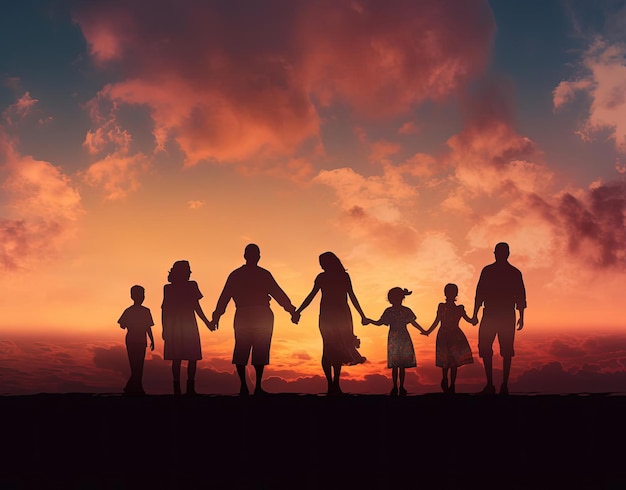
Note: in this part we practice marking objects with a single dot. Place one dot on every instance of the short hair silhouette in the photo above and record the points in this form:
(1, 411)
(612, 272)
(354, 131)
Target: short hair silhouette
(180, 271)
(331, 263)
(451, 291)
(137, 292)
(398, 293)
(252, 253)
(501, 251)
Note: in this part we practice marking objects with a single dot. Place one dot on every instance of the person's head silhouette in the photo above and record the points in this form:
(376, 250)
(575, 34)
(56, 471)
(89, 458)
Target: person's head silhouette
(179, 272)
(329, 262)
(396, 295)
(137, 294)
(451, 291)
(252, 254)
(501, 252)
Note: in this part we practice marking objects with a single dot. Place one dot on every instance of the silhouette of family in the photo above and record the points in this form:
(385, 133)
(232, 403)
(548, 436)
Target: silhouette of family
(500, 292)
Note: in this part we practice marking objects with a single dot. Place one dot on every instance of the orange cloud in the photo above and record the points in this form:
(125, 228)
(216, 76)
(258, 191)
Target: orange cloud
(40, 208)
(244, 84)
(118, 171)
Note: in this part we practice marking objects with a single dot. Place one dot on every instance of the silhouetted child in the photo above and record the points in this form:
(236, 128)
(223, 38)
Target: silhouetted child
(181, 303)
(137, 321)
(400, 352)
(452, 348)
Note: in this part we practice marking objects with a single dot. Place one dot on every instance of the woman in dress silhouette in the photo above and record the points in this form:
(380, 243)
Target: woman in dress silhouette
(181, 303)
(335, 320)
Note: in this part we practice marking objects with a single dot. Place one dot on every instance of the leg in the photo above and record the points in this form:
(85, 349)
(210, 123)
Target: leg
(241, 371)
(402, 377)
(489, 389)
(453, 379)
(506, 370)
(326, 366)
(444, 379)
(394, 379)
(191, 377)
(337, 375)
(486, 336)
(176, 375)
(259, 377)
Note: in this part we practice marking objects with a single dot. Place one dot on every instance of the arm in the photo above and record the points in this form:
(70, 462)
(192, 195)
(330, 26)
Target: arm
(419, 327)
(378, 322)
(478, 299)
(355, 302)
(163, 314)
(198, 309)
(280, 296)
(435, 322)
(521, 302)
(464, 316)
(222, 302)
(520, 322)
(149, 331)
(308, 299)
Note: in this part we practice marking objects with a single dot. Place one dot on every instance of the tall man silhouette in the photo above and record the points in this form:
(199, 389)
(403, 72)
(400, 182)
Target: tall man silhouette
(501, 291)
(252, 287)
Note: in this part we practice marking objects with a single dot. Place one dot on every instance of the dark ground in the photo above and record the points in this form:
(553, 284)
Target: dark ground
(81, 441)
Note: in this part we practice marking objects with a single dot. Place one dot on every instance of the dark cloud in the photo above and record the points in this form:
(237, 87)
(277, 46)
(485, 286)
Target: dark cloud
(597, 220)
(560, 349)
(552, 378)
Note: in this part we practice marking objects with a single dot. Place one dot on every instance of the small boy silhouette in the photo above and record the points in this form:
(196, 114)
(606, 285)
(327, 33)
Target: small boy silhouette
(137, 321)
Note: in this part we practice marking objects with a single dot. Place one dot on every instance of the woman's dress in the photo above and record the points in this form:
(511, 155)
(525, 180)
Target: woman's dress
(452, 347)
(335, 322)
(180, 327)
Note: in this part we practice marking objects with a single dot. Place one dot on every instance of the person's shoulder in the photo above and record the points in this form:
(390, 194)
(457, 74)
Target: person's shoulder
(128, 309)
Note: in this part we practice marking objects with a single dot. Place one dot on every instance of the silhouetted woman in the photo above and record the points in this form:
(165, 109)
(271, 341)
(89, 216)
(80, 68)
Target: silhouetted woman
(180, 329)
(452, 348)
(335, 322)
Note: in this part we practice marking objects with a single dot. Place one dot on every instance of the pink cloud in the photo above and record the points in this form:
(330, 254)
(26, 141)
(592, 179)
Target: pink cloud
(117, 170)
(19, 109)
(246, 82)
(603, 82)
(40, 208)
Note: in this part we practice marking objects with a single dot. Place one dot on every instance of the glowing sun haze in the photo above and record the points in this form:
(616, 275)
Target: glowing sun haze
(408, 137)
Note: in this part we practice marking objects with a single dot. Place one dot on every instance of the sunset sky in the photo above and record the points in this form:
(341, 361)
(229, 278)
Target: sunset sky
(408, 137)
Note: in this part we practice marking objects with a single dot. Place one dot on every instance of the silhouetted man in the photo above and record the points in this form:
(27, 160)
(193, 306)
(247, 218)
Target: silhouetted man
(252, 287)
(501, 291)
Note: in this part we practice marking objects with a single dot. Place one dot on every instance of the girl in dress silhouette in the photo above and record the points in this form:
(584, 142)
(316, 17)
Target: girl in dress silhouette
(400, 352)
(335, 320)
(452, 348)
(180, 329)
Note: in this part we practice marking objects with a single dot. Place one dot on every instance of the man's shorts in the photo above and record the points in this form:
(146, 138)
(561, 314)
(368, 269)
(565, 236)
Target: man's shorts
(253, 332)
(500, 324)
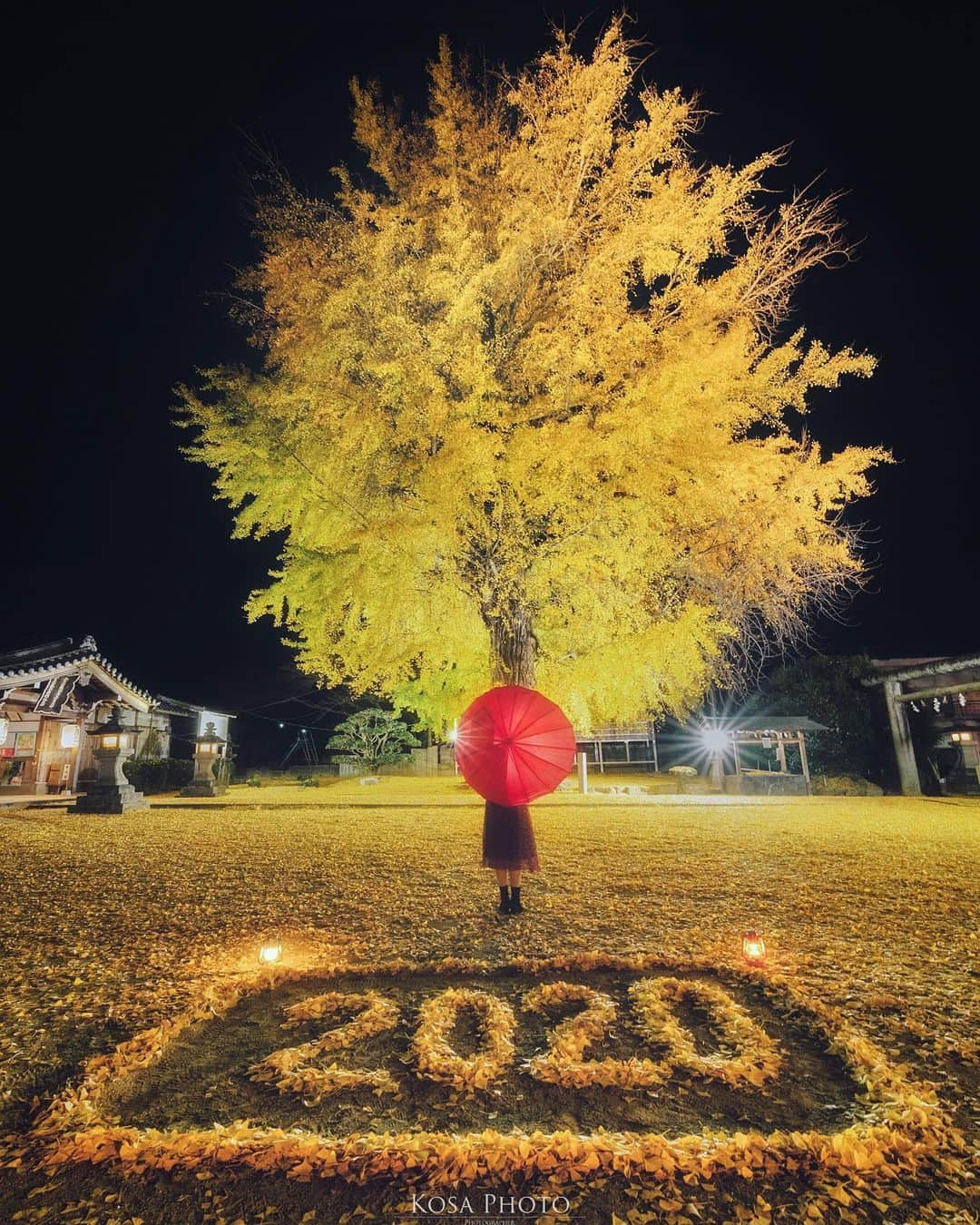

**Task**
Give every line of the records above as a JSON list of strings, one string per line, leaving out blank lines and the pictures.

**Solved problem**
[
  "Note: in this part we practice marking objects with a single dot. Place one dot on every instance of the short hair silhouette in the photo above and record the points in this form:",
  "(1, 411)",
  "(612, 272)",
  "(354, 131)",
  "Target: short hair silhouette",
  "(180, 271)",
  "(331, 263)",
  "(451, 291)",
  "(137, 292)",
  "(398, 293)",
  "(252, 253)",
  "(501, 251)",
  "Note: in this part we practice marking objects with a single dot. Place one dot on every instance of the person's head silhouette in the photo above and record the points in this form:",
  "(376, 250)",
  "(575, 34)",
  "(56, 471)",
  "(89, 458)",
  "Target: person's head silhouette",
  "(179, 272)",
  "(329, 262)",
  "(396, 295)",
  "(137, 294)",
  "(451, 291)",
  "(252, 254)",
  "(501, 252)",
  "Note: in this part we practice marking objects with a single dot. Place one dot on every instance of the silhouette of family in the photo above and record the points in this form:",
  "(385, 133)",
  "(232, 403)",
  "(548, 436)",
  "Target: silhouette of family",
  "(500, 292)",
  "Note: in this part we practice marking objects with a single dot. Place one dot on every instance of the orange cloud in the photo above and record the points in this form:",
  "(125, 228)",
  "(216, 76)",
  "(258, 191)",
  "Target: orange cloud",
  "(40, 208)",
  "(244, 84)",
  "(118, 171)",
  "Note: in this part we practice marking objects with a single dot. Place one dot on every instance of the silhouetted child in the photo above and record the points in this form:",
  "(236, 128)",
  "(223, 38)",
  "Target: silhouetted child",
  "(181, 303)",
  "(137, 321)",
  "(400, 352)",
  "(452, 348)",
  "Note: in this part we practice marking objects with a single dot. Place one dot on every instance of the woman in dress silhouette in the photo above and record the points in this form:",
  "(380, 243)",
  "Target: woman in dress silhouette",
  "(181, 303)",
  "(335, 320)",
  "Note: in this part we practice marking objects with a single dot. Place one dot on every instance of the leg in the photo above and record the points in this form:",
  "(85, 349)",
  "(210, 123)",
  "Target: leg",
  "(241, 371)",
  "(402, 377)",
  "(489, 389)",
  "(453, 379)",
  "(506, 370)",
  "(326, 366)",
  "(444, 379)",
  "(394, 379)",
  "(191, 377)",
  "(337, 375)",
  "(486, 336)",
  "(176, 375)",
  "(259, 377)",
  "Note: in this part we practice marking objects with a single dot. Place one dot on every instance of the arm in the photo above and record the points in this form:",
  "(70, 462)",
  "(192, 195)",
  "(330, 26)",
  "Target: arm",
  "(419, 327)",
  "(378, 322)",
  "(478, 299)",
  "(355, 302)",
  "(163, 314)",
  "(198, 309)",
  "(280, 296)",
  "(435, 322)",
  "(521, 302)",
  "(464, 316)",
  "(222, 302)",
  "(520, 322)",
  "(149, 331)",
  "(308, 299)",
  "Note: in this part we practice marking objects with a single dot. Place one dot on every instance of the tall man silhouette in the photo above and record the points in this form:",
  "(199, 389)",
  "(403, 72)",
  "(400, 182)",
  "Target: tall man silhouette",
  "(501, 291)",
  "(252, 287)",
  "Note: in this part we practice marking objects with a single dot. Place one dot on every instance of the dark ground in the photo above and record the points in this form:",
  "(553, 284)",
  "Target: dark ground",
  "(81, 441)",
  "Note: in this part we practice marking objects with a single dot. Place one dot on every instance of the dark cloud in the photo above and record the points in this form:",
  "(237, 87)",
  "(277, 46)",
  "(485, 286)",
  "Target: dark cloud",
  "(597, 220)",
  "(560, 349)",
  "(552, 378)",
  "Note: in this part we practice marking objects with a single dot. Place one dot on every instance of the small boy silhouette in the photo above and record the points in this form:",
  "(196, 114)",
  "(606, 285)",
  "(327, 33)",
  "Target: small boy silhouette",
  "(137, 321)",
  "Note: in this part we practice marking objects with a single dot. Place one dot on every instance of the woman's dress in the photo above and record the points in this form:",
  "(511, 155)",
  "(525, 180)",
  "Target: woman's dress",
  "(452, 347)",
  "(335, 322)",
  "(180, 327)",
  "Note: in this part we practice marking objects with a single dot. Place one dot on every instance of the person's shoulder in the photo above and record the points in this form:",
  "(390, 194)",
  "(457, 74)",
  "Target: person's shoulder",
  "(128, 309)",
  "Note: in this part we practice marking objects with a single dot. Place one dot on every instance of the silhouetted woman in the photo above and record the points in this form:",
  "(165, 109)",
  "(271, 341)",
  "(89, 216)",
  "(80, 68)",
  "Target: silhouetted woman",
  "(180, 329)",
  "(452, 348)",
  "(335, 322)",
  "Note: in this part we practice marking objects with a single dot. Place one dot on every instance of the pink cloud in the photo above and record the points in this form:",
  "(330, 254)",
  "(26, 141)",
  "(592, 179)",
  "Target: pink cloud",
  "(117, 170)",
  "(19, 109)",
  "(246, 82)",
  "(603, 82)",
  "(40, 208)",
  "Note: in this part we practice marking objects with a single dot. Place one dot on every instance of the glowing sun haze in the photo above and record the points in this form:",
  "(616, 275)",
  "Target: glowing sun haze",
  "(408, 137)",
  "Note: in this part we practice marking objects with a single dot. Place one dot on every instance of the sunset sky in the photo above and record the points in this form:",
  "(341, 361)",
  "(229, 278)",
  "Target: sunset sky",
  "(408, 137)",
  "Note: in this part we practice marking objects with a single dot. Place one dot on every instance of the silhouetted man in the photo above and record the points in this form:",
  "(27, 160)",
  "(193, 306)",
  "(247, 218)",
  "Target: silhouetted man",
  "(252, 287)",
  "(501, 291)",
  "Note: in this part we practice marking objects with a single dot. Place one dot on every instance of the girl in dress silhouette in the photo above and record the points in this form:",
  "(584, 142)",
  "(316, 17)",
  "Target: girl in dress silhouette",
  "(400, 352)",
  "(335, 320)",
  "(452, 348)",
  "(180, 329)",
  "Note: in this part we practice marking objects with a single dot. Place one dot on every instance of the man's shorts in the photo above and record the points in this form:",
  "(146, 138)",
  "(561, 314)",
  "(368, 269)",
  "(565, 236)",
  "Target: man's shorts",
  "(253, 332)",
  "(500, 324)"
]